*THE PROBLEM:*
Retype every entry in its entirety, without alteration.

======

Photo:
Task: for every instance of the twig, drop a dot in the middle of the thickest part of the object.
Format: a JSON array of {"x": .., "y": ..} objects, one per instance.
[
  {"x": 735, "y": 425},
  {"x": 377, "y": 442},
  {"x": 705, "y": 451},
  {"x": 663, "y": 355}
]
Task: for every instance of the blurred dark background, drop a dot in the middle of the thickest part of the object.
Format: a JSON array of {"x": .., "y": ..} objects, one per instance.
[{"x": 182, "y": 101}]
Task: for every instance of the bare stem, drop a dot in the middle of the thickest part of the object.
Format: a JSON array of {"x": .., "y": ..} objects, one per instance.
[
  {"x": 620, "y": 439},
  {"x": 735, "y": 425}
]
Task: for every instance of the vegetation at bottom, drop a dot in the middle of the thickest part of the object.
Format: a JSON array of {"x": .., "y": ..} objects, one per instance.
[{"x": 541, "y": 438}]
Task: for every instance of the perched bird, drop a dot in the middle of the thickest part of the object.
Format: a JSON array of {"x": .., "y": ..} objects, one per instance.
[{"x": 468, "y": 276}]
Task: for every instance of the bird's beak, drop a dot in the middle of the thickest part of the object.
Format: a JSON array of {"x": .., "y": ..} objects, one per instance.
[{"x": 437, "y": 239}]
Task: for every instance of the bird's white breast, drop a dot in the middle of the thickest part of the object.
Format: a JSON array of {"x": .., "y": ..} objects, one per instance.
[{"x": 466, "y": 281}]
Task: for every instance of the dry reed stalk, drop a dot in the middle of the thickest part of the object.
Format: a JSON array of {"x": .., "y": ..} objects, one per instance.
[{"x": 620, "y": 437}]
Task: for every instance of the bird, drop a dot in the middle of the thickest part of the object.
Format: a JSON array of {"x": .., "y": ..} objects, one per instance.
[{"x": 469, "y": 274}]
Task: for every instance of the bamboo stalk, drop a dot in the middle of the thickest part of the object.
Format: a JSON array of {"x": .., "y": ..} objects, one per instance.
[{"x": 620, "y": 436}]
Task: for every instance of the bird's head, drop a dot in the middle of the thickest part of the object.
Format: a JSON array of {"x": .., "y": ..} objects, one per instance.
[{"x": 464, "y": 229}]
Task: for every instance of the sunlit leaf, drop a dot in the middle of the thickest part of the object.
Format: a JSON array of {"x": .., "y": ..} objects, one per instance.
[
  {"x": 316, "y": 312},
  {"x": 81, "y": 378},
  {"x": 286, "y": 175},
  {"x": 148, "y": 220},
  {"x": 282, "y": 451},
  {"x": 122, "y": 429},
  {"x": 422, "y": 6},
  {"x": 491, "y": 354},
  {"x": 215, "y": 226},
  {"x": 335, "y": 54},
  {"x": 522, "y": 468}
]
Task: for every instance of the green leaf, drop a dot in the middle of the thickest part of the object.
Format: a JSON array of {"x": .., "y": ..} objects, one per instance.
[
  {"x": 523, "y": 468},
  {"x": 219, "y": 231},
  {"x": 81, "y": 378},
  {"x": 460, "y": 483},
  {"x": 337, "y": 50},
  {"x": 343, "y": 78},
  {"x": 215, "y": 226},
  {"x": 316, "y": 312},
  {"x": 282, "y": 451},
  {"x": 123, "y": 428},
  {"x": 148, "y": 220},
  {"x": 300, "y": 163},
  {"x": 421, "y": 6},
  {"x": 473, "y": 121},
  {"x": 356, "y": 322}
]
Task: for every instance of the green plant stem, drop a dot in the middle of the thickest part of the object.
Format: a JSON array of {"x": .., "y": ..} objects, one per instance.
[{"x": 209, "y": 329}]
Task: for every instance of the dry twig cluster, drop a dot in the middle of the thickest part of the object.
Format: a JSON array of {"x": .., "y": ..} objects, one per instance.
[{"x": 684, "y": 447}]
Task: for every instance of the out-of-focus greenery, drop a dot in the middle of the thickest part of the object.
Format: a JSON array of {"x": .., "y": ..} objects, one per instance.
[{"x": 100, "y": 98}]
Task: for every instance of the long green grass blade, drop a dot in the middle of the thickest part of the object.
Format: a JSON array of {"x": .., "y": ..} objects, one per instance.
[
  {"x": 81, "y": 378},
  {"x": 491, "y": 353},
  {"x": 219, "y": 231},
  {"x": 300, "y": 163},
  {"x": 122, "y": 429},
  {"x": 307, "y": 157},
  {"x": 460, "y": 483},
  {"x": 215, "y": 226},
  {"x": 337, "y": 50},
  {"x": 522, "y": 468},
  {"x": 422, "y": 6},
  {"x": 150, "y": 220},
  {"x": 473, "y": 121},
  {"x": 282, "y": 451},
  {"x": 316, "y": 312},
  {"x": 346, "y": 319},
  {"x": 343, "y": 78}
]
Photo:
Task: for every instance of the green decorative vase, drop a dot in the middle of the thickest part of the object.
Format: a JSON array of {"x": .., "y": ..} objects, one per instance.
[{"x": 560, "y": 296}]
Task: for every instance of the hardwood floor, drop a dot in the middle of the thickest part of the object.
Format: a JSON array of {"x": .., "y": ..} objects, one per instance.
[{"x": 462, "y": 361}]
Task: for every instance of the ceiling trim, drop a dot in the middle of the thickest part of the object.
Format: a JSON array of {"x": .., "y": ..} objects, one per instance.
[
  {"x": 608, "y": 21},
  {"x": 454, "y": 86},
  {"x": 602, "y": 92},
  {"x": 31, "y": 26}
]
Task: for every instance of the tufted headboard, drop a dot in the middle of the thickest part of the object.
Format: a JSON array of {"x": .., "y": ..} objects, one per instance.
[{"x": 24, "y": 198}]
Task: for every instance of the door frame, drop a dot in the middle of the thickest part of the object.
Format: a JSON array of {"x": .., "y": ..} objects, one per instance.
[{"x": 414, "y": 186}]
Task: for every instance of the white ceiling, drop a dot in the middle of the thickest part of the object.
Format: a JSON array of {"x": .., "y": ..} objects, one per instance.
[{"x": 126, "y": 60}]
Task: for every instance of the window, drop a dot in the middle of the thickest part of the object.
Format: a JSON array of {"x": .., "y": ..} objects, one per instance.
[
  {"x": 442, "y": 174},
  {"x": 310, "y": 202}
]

======

*ANSWER SPACE:*
Photo:
Task: for every instance of the twig, drop a dot in the middle of the thickest part of the object.
Format: a JSON array of {"x": .., "y": ..} objects, one per instance.
[
  {"x": 735, "y": 425},
  {"x": 377, "y": 442},
  {"x": 705, "y": 451},
  {"x": 663, "y": 355}
]
Task: for every instance of the blurred dark background, drop a dot in the middle of the thickest part of the object.
Format: a JSON array of {"x": .., "y": ..} objects, one per instance.
[{"x": 182, "y": 101}]
Task: for every instance of the bare stem, drop a dot in the middle of the thickest part of the object.
Format: a JSON array of {"x": .., "y": ..} objects, one per instance.
[
  {"x": 620, "y": 439},
  {"x": 735, "y": 425}
]
Task: for every instance of the vegetation at bottom, drop a dot in the middle of the thickest part of the object.
Format: a JSON array of {"x": .., "y": ..} objects, one per instance.
[{"x": 541, "y": 438}]
Task: for every instance of the perched bird, drop a dot in the middle of the thickest part of the object.
Format: a JSON array of {"x": .., "y": ..} objects, one per instance.
[{"x": 468, "y": 276}]
Task: for every instance of the bird's beak, drop a dot in the middle of the thickest part of the object.
Format: a JSON array of {"x": .., "y": ..} objects, one per instance.
[{"x": 437, "y": 239}]
Task: for every instance of the bird's white breast, drop a dot in the middle of the thickest part of the object.
Format: a JSON array of {"x": .., "y": ..} objects, one per instance.
[{"x": 466, "y": 281}]
Task: for every instance of the dry reed stalk, drop a dot in the middle of the thickest part of the object.
Format: a JSON array of {"x": .., "y": ..} objects, one per instance.
[{"x": 620, "y": 437}]
Task: for every instance of the bird, drop a dot in the middle of the thickest part of the object.
Format: a JSON array of {"x": .., "y": ..} objects, one per instance.
[{"x": 469, "y": 274}]
Task: for every instance of the bamboo stalk, drop a dot in the middle of the thickest part of the object.
Format: a JSON array of {"x": .., "y": ..} objects, one per instance.
[{"x": 620, "y": 436}]
Task: for every instance of the bird's head, drop a dot in the middle of the thickest part of the object.
Format: a JSON array of {"x": .., "y": ..} objects, one per instance.
[{"x": 464, "y": 229}]
Task: for every instance of the sunlit leaf, drop a dot in the middle of the thickest part of the object.
Format: a JSON array of {"x": .., "y": ..} objects, one per instance.
[
  {"x": 316, "y": 312},
  {"x": 81, "y": 378},
  {"x": 286, "y": 175},
  {"x": 148, "y": 220},
  {"x": 282, "y": 451},
  {"x": 122, "y": 429},
  {"x": 422, "y": 6},
  {"x": 491, "y": 354},
  {"x": 215, "y": 226},
  {"x": 335, "y": 54},
  {"x": 522, "y": 468}
]
Task: for every instance of the green leaf, drop a dot in the middle of the thickest part of the object.
Format: a JSON array of {"x": .., "y": ..} objects, one per instance.
[
  {"x": 523, "y": 468},
  {"x": 219, "y": 231},
  {"x": 81, "y": 378},
  {"x": 460, "y": 483},
  {"x": 337, "y": 50},
  {"x": 343, "y": 78},
  {"x": 215, "y": 226},
  {"x": 316, "y": 312},
  {"x": 282, "y": 451},
  {"x": 123, "y": 428},
  {"x": 148, "y": 220},
  {"x": 300, "y": 163},
  {"x": 421, "y": 6},
  {"x": 473, "y": 121},
  {"x": 356, "y": 322}
]
Task: for every instance of the green plant stem, drop a dot in the middle of the thickest part of the object.
Format: a JSON array of {"x": .., "y": ..} objects, one per instance.
[{"x": 209, "y": 329}]
Task: for every instance of the dry twig cluster, drop a dot in the middle of the thickest part of the object.
Format: a JSON array of {"x": .., "y": ..} objects, one per instance.
[{"x": 684, "y": 447}]
Task: for every instance of the out-of-focus greenery, drop a dot in the middle of the thickest part of the object.
Format: a JSON array of {"x": .., "y": ..} objects, one per instance.
[{"x": 100, "y": 98}]
Task: for every instance of the long green grass blade, drop a dot in the middle of the thickest part of the object.
Format: a JSON array of {"x": .., "y": ..} objects, one per instance.
[
  {"x": 81, "y": 378},
  {"x": 491, "y": 353},
  {"x": 219, "y": 231},
  {"x": 300, "y": 163},
  {"x": 122, "y": 429},
  {"x": 307, "y": 157},
  {"x": 460, "y": 483},
  {"x": 215, "y": 226},
  {"x": 337, "y": 50},
  {"x": 522, "y": 468},
  {"x": 422, "y": 6},
  {"x": 150, "y": 220},
  {"x": 473, "y": 121},
  {"x": 282, "y": 451},
  {"x": 316, "y": 312},
  {"x": 346, "y": 319},
  {"x": 343, "y": 78}
]
Photo:
Task: for every instance of the green decorative vase, drop a dot in the middle of the thickest part of the object.
Format: a JSON array of {"x": .., "y": ..} objects, one per instance.
[{"x": 560, "y": 296}]
Task: for every instance of the hardwood floor, drop a dot in the middle of the thickest part of the object.
Format: a JSON array of {"x": .., "y": ..} objects, one per instance.
[{"x": 462, "y": 361}]
Task: for every instance of the ceiling trim, drop a dot in the middle of the thickest part of the object.
Format: a JSON array of {"x": .., "y": ..} objects, one per instance.
[
  {"x": 608, "y": 21},
  {"x": 454, "y": 86},
  {"x": 602, "y": 92},
  {"x": 31, "y": 26}
]
Task: for every instance of the tufted headboard, drop a dot in the middle of the thickest part of the object.
Format: a JSON array of {"x": .., "y": ..} objects, one per instance.
[{"x": 24, "y": 198}]
Task: for every instance of the door frame, drop a dot in the middle of the thickest part of the object.
Format: a JSON array of {"x": .., "y": ..} objects, one per instance.
[{"x": 414, "y": 186}]
Task: for every instance of the white ceiling, drop a dot in the middle of the thickest part of the object.
Format: a JSON array of {"x": .., "y": ..} objects, one per instance.
[{"x": 126, "y": 60}]
Task: for every instance of the window, drop a dot in the middle of the thickest part of the object.
Format: a JSON array of {"x": .., "y": ..} objects, one per instance.
[
  {"x": 442, "y": 174},
  {"x": 310, "y": 202}
]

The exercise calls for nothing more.